DOCUMENT EXCERPT:

......

I am sure the people who were peeing their pants over this game in 2016 were doing so sincerely. but i find myself wondering how many of them had played the original game, or how long it had been since they'd done so, and what they would say they liked about it if asked, because absolutely none of what's kept that game fun, interesting good for thirty years is present here. just download some mods for that instead.

WoW's coming on 20 years old soon, believe it or not. In that time, dozens of teams, official and pirate, have tried to improve on it, and all of them fell for the same trap: trying to build on the endgame, max level, external-grouping experience. modern retail wow is built entirely around doing your Content tasks for the week, to prepare for doing your content for next week, ad infinitum. most pirate vanilla+, wrath+, etc servers tried to add raids, or expand on arena mode, or focus on WPvP balance, and all of them petered out before Activision even bothered to send the lawyers knocking. only the Turtle team (and probably someone with an RO server) have understood the true soul of the MMO: hanging out with a bunch of computer weirdos while leveling though an RPG at your own pace, phasing in and out of adhoc overworld groups with a mechanically distinct character (a concept that doesn't even exist in Runescape or XIV). people on here don't powerlevel, they play, specifically because of the approach the team took to balance, faction mechanics, professions, the hardcore mode, etc etc. it's great! even Blizz is cribbing their ideas now, with official challenge modes in Classic, and now a misguided attempt at "rebalanced," funserver-y mid-level content with Season of Discovery. but there is a reason TWoW's cities are full of people playing the game, where Classic's cities are full of identical max level, fully geared characters sitting around, hoping someone walks by and thinks they're cool.

......

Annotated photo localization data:
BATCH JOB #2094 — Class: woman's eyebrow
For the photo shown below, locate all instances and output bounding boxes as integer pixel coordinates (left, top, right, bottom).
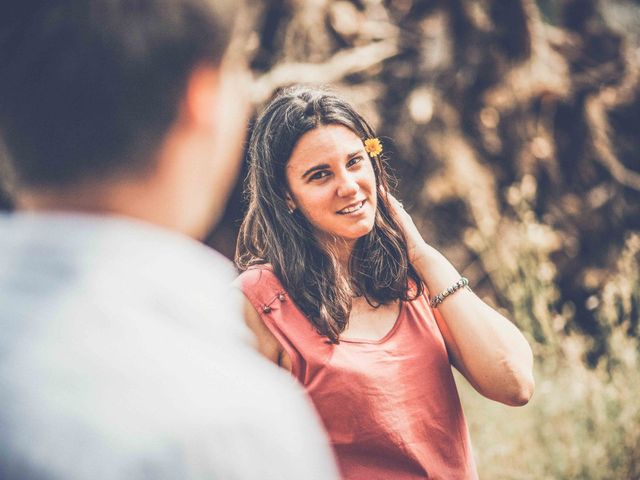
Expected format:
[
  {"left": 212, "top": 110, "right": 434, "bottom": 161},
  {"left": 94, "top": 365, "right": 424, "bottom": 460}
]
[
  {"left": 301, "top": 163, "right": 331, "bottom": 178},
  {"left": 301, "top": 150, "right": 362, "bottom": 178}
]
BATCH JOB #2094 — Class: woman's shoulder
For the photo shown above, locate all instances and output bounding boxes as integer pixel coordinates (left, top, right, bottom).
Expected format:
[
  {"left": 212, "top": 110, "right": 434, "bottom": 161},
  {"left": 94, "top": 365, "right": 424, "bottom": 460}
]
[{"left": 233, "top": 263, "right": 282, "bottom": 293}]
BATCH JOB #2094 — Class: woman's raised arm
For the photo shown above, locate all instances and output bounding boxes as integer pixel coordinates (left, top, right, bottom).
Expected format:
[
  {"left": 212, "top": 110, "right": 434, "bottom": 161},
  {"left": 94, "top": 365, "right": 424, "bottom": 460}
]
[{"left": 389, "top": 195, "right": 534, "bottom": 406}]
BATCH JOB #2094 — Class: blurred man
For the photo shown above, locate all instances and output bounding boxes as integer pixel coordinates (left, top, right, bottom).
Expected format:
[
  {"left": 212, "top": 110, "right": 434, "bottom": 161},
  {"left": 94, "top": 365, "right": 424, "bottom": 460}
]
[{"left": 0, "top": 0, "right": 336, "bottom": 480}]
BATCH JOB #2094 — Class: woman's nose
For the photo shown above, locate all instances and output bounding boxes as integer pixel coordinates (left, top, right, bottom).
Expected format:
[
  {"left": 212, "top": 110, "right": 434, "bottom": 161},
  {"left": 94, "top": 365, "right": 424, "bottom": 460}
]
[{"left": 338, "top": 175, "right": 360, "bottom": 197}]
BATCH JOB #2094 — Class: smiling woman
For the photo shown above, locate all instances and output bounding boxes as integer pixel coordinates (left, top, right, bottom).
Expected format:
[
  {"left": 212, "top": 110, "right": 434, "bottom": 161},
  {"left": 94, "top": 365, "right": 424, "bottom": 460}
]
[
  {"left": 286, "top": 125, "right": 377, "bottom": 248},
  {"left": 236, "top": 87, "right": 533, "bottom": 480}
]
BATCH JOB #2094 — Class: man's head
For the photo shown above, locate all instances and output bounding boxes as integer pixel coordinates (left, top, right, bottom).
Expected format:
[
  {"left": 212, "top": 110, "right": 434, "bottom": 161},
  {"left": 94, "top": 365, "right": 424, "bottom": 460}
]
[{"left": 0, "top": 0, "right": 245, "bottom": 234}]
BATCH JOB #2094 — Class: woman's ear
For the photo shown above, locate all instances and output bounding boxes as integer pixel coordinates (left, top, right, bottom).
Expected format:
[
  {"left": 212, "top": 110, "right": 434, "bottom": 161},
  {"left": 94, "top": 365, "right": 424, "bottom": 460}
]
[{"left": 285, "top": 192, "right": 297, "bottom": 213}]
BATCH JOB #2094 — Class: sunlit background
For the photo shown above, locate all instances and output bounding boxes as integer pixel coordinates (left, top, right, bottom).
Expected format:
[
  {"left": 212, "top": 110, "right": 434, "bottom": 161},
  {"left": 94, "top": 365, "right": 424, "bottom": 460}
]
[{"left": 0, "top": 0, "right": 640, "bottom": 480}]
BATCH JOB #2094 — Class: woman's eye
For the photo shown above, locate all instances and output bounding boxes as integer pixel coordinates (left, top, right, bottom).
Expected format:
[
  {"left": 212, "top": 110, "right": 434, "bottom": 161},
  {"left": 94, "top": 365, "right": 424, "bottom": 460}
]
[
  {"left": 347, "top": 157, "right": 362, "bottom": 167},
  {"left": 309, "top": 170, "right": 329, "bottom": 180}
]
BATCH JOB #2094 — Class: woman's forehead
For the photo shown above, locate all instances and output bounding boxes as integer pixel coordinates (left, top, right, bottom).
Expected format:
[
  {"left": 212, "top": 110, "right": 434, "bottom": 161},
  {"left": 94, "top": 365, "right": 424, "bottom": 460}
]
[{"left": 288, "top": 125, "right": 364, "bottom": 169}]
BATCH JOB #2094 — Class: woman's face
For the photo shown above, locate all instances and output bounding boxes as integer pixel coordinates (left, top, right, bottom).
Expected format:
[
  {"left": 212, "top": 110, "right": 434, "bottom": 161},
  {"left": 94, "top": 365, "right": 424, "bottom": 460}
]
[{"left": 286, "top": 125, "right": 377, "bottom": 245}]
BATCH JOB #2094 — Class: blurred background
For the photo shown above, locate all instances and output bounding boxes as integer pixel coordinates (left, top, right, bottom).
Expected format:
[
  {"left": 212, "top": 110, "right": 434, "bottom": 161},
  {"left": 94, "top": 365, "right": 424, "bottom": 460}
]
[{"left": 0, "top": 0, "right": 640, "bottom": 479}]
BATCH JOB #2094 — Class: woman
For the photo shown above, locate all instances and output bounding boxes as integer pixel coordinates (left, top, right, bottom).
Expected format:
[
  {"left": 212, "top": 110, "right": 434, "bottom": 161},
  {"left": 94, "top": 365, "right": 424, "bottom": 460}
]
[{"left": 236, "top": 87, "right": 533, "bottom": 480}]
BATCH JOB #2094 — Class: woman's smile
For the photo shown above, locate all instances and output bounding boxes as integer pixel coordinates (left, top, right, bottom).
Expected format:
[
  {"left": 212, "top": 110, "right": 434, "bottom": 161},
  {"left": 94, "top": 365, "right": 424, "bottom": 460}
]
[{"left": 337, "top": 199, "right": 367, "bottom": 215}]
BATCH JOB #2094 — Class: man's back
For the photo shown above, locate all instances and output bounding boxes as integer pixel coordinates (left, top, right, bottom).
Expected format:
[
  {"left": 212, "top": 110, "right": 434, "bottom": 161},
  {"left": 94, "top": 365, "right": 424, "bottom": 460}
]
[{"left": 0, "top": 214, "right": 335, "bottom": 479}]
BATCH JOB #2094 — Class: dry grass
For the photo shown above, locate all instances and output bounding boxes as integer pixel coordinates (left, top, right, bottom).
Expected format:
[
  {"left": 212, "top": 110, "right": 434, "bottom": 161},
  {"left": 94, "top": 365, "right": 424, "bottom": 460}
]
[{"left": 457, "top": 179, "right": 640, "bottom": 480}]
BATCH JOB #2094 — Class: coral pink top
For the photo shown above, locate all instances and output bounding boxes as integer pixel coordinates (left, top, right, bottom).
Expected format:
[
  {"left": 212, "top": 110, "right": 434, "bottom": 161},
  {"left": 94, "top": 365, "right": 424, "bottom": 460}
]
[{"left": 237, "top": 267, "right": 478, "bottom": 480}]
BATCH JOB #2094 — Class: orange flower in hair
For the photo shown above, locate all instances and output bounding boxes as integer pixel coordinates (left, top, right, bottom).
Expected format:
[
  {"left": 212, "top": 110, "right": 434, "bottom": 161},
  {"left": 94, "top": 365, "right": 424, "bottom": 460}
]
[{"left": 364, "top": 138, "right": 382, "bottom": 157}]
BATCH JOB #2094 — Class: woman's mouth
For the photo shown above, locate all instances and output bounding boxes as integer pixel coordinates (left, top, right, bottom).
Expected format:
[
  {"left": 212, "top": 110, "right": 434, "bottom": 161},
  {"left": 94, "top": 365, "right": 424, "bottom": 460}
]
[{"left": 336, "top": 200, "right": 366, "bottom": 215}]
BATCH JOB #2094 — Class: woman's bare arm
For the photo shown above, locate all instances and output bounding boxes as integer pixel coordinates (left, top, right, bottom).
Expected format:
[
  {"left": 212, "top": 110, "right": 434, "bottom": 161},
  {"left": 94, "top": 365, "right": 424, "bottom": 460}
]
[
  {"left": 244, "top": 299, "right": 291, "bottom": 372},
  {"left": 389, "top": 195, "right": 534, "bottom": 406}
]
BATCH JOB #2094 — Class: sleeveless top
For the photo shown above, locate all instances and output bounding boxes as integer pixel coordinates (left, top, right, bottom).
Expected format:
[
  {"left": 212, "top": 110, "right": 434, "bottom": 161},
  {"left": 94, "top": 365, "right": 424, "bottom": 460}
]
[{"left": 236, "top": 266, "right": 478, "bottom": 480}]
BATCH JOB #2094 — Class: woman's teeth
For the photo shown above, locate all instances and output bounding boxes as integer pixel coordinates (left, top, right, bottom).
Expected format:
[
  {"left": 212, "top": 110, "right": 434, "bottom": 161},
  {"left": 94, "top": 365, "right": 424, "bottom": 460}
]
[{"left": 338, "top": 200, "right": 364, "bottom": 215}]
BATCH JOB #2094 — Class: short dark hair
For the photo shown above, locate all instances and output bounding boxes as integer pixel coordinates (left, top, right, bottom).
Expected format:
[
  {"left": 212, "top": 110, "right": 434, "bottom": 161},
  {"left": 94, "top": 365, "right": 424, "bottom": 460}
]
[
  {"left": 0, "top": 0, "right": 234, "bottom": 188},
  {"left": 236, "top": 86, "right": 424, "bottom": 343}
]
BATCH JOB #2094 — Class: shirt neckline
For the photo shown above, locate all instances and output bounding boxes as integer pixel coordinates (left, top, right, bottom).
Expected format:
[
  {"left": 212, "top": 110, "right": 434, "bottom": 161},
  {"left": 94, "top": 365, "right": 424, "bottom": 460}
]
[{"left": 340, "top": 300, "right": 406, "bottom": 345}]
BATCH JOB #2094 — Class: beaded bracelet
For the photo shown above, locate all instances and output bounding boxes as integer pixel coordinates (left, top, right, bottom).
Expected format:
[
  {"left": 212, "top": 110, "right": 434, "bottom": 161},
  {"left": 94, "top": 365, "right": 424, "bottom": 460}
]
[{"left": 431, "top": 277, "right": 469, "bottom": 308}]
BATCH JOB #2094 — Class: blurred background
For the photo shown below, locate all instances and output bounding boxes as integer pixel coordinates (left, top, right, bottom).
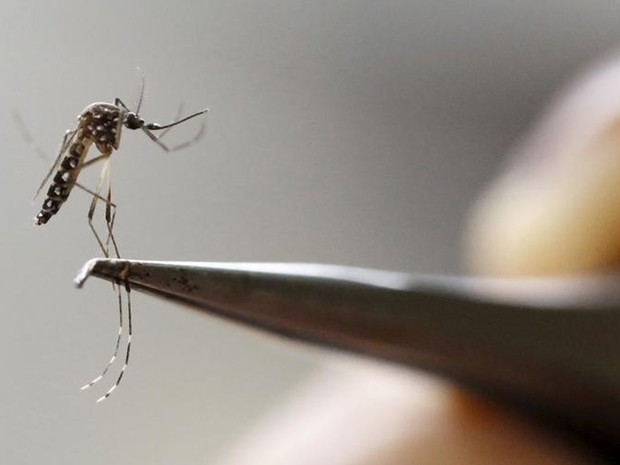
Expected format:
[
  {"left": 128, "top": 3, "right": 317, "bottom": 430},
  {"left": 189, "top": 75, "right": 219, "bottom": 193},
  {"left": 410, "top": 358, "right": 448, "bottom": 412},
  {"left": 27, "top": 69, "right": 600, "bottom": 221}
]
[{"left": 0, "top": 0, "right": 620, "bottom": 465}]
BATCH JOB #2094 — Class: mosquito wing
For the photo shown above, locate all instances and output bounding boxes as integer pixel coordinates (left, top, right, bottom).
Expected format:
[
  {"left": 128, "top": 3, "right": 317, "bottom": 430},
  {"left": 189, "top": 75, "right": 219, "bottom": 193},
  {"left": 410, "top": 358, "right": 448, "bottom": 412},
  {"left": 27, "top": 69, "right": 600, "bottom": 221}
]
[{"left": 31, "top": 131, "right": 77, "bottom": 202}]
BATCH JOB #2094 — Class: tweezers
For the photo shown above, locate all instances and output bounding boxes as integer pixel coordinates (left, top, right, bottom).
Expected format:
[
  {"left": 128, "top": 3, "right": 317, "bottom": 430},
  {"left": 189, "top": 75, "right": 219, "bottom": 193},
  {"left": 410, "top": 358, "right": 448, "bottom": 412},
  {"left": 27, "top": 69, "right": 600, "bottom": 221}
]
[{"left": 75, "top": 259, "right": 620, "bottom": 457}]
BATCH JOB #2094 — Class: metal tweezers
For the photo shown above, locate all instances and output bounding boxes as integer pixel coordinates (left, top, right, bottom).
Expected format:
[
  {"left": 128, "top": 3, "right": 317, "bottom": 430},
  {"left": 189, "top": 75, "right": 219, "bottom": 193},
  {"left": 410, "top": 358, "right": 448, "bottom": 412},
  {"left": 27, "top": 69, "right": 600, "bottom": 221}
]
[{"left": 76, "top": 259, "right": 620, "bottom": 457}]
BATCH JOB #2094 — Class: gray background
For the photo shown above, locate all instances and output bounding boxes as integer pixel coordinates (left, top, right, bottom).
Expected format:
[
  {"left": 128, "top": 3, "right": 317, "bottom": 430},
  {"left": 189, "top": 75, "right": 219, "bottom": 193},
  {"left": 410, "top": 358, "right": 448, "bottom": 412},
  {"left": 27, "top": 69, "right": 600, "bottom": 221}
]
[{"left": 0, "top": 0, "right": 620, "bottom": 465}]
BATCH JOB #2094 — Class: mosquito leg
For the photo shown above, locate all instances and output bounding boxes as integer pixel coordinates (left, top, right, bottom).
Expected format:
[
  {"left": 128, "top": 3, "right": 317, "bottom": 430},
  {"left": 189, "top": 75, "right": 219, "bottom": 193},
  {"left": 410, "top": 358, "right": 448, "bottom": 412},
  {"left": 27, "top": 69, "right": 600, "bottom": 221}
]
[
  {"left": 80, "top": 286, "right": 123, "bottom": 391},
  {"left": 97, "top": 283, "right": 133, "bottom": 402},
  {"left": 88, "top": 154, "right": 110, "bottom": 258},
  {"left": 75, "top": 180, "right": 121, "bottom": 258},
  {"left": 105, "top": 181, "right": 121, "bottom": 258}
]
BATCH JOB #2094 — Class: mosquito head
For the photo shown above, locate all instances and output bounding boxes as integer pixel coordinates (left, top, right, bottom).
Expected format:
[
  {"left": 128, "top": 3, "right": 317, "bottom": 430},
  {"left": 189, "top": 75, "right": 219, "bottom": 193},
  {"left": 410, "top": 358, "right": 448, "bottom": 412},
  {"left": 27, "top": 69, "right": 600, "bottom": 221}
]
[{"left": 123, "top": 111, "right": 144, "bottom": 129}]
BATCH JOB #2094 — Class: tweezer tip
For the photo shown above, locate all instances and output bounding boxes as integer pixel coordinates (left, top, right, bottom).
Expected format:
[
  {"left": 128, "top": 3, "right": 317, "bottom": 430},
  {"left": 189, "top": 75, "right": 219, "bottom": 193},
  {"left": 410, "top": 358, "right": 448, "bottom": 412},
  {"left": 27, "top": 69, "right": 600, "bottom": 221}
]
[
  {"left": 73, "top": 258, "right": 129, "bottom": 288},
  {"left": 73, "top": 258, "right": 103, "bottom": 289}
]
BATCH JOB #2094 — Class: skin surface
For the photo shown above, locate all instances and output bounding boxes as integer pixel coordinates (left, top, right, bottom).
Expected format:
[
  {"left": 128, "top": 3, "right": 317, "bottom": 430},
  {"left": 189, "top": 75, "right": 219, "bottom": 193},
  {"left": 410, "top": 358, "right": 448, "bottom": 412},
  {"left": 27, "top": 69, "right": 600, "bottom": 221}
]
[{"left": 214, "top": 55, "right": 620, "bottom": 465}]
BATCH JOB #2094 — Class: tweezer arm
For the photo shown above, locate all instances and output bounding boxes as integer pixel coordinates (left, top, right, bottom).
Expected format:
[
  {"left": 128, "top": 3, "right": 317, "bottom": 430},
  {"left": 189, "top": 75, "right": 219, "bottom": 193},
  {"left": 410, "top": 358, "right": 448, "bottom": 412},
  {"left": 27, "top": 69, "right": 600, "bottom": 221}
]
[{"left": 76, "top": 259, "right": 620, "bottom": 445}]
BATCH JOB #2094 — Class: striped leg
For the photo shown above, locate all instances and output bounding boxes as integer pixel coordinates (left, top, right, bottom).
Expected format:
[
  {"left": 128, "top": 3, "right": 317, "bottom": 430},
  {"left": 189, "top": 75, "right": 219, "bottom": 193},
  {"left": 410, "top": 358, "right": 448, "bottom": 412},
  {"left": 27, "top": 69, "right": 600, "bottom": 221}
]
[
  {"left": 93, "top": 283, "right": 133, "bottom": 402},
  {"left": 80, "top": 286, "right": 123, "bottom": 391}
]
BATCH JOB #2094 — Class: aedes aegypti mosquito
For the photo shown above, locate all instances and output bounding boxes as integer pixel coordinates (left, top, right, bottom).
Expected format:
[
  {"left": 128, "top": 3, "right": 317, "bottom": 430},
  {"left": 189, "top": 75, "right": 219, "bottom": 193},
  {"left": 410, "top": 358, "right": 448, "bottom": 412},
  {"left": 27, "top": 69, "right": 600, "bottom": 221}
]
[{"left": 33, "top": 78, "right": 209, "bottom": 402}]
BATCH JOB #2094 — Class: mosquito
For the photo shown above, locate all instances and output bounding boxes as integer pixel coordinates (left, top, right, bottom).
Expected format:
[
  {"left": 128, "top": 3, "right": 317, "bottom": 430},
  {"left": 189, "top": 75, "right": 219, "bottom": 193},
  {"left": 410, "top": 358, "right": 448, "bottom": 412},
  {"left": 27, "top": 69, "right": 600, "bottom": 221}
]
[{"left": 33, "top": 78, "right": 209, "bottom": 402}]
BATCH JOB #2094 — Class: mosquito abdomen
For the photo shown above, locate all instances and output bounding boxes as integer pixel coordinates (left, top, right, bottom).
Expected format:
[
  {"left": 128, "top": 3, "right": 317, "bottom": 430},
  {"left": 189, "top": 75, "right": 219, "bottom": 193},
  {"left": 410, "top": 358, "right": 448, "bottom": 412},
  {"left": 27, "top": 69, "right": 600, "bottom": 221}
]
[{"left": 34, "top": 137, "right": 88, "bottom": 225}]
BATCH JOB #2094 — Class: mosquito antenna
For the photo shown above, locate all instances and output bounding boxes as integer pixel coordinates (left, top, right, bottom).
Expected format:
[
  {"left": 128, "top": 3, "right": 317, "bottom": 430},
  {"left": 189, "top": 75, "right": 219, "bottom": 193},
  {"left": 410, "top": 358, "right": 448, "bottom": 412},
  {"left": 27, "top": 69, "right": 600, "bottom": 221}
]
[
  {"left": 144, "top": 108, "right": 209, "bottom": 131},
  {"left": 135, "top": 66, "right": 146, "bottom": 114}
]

......

WORK ORDER 1: In the commentary on World of Warcraft servers, which team does the author say has understood the true soul of the MMO?
WORK ORDER 2: Extend the commentary on World of Warcraft servers with new sentences that pick up after its final sentence.

ANSWER AREA 1: The Turtle team (and probably someone with an RO server).

ANSWER AREA 2:
This is the only good theme park MMO there's ever been. I will cry when it dies.

the last human space online. 99% amateurish user-generated content. gobs of first experiments with 3d worlds, fanshrines, abandoned hangout zones, idealized suburban lives, outsider art, hyperfixation outlets. incredible photography "game," and a reminder of what the internet could have been.

solid weirdo platformer with open levels and fun ideas about "the jump button." no focus testing, no second guessing, just old japanese dudes trying to make something cool. would be someone on your forum's favorite game, were it on dreamcast. 3'Yuji

(they couldve skipped the boss fights though)

the only true computer role-playing game.